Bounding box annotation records
******************************
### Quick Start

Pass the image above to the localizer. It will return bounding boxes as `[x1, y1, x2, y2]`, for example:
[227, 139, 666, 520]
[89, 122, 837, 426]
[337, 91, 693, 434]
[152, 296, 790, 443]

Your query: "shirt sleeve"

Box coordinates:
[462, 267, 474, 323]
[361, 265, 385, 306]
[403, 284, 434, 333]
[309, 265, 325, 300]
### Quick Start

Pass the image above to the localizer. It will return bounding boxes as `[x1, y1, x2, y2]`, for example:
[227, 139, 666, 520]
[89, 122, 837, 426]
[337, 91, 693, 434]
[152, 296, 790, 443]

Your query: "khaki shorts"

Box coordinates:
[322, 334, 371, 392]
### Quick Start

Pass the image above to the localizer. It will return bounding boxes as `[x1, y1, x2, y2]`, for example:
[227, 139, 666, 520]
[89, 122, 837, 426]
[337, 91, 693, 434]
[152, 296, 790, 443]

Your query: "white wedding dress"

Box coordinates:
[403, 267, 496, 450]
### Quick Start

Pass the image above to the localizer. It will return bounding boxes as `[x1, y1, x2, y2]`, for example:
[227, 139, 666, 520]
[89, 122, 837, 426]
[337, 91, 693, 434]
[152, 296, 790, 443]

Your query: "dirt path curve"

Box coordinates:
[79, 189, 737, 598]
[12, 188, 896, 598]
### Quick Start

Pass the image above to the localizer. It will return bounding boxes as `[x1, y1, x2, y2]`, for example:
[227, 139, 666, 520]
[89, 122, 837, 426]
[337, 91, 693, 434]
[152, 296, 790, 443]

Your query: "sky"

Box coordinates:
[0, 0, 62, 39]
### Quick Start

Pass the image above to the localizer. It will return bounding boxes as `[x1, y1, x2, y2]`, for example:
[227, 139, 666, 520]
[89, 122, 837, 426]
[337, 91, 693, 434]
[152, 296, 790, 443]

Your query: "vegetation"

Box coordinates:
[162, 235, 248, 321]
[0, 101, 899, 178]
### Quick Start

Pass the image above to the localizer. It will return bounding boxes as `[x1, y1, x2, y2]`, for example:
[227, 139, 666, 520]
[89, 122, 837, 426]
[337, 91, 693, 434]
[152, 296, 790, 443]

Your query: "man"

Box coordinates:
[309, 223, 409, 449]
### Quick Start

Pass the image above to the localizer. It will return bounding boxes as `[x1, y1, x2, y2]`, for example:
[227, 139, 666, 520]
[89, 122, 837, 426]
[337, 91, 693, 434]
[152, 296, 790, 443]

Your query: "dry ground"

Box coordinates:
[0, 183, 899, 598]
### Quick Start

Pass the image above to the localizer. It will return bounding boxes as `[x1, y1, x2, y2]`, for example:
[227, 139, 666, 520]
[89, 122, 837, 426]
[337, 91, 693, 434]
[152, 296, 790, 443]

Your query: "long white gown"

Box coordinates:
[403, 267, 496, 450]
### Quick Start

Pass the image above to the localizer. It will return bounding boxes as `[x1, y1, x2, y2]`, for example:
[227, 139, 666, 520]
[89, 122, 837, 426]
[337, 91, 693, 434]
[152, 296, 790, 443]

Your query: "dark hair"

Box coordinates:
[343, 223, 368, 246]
******************************
Rewrite all of the records above, substituting "detector" for every instance of "localizer" and keeping everything else unchanged.

## Exercise result
### Quick Start

Pass the image above to the detector. It will return bounding boxes as `[x1, y1, x2, y2]`, for example:
[227, 139, 666, 520]
[89, 122, 837, 426]
[337, 91, 693, 434]
[152, 296, 790, 443]

Your query: "shirt sleeve"

Box coordinates:
[462, 267, 474, 323]
[361, 265, 385, 306]
[403, 284, 434, 333]
[309, 265, 325, 300]
### Quick Start

Pass the image above to the detector. It will return bounding boxes as `[x1, y1, x2, y2]`, for example:
[227, 139, 666, 520]
[89, 122, 837, 426]
[337, 91, 693, 434]
[152, 296, 790, 443]

Your query: "khaki shorts"

Box coordinates:
[322, 334, 371, 392]
### Quick Start

Pass the image above to the detector. It will return bounding boxes as `[x1, y1, x2, y2]`, for example:
[227, 139, 666, 520]
[89, 122, 837, 426]
[337, 91, 693, 434]
[152, 296, 790, 443]

Your query: "white wedding dress"

Box coordinates:
[403, 267, 496, 450]
### Quick Start

Pass the image above to the detector. It will return bounding boxes as `[x1, y1, x2, y2]`, for example:
[227, 139, 666, 520]
[89, 122, 837, 426]
[337, 91, 693, 434]
[152, 296, 790, 443]

Your query: "dirt path curve"

Box coordinates:
[79, 189, 737, 598]
[12, 188, 896, 598]
### Quick Start

Pass the image above to the detector. It will return bounding boxes as `[x1, y1, x2, y2]`, for example:
[227, 139, 666, 520]
[89, 122, 837, 426]
[337, 91, 693, 434]
[152, 296, 790, 443]

Your query: "sky"

Box coordinates:
[0, 0, 62, 39]
### Quick Start

Pass the image above to the detector. It will return bounding boxes as `[x1, y1, x2, y2]`, for example:
[227, 139, 666, 520]
[89, 122, 837, 426]
[337, 91, 693, 434]
[152, 296, 790, 443]

Your query: "vegetation"

Box coordinates:
[162, 235, 248, 321]
[0, 101, 899, 178]
### Quick Start

Pass the image above to the detector. It will return bounding boxes as `[x1, y1, x2, y2]`, for example:
[227, 139, 666, 520]
[89, 122, 837, 426]
[337, 91, 693, 434]
[152, 296, 790, 443]

Your query: "man"

Box coordinates:
[309, 223, 409, 449]
### Quick Start

Pass the image above to the detector. It will return bounding boxes as `[x1, y1, x2, y2]`, for example:
[227, 139, 666, 520]
[89, 122, 837, 426]
[337, 91, 693, 434]
[152, 296, 790, 443]

Your query: "dry ground"

Box coordinates:
[0, 183, 899, 598]
### Quick Start

Pass the image above to the detector. It will return bounding boxes as `[x1, y1, x2, y2]`, for example:
[227, 139, 666, 520]
[89, 122, 837, 426]
[337, 91, 693, 434]
[152, 296, 790, 443]

Your query: "long white gown"

Box coordinates:
[403, 267, 496, 450]
### Quick Start

Pass the image above to the detector. It will return bounding boxes as `[x1, y1, x2, y2]`, for example:
[227, 139, 666, 520]
[89, 122, 837, 426]
[337, 91, 693, 434]
[152, 296, 790, 443]

Your query: "dark hair"

Box coordinates:
[343, 223, 368, 246]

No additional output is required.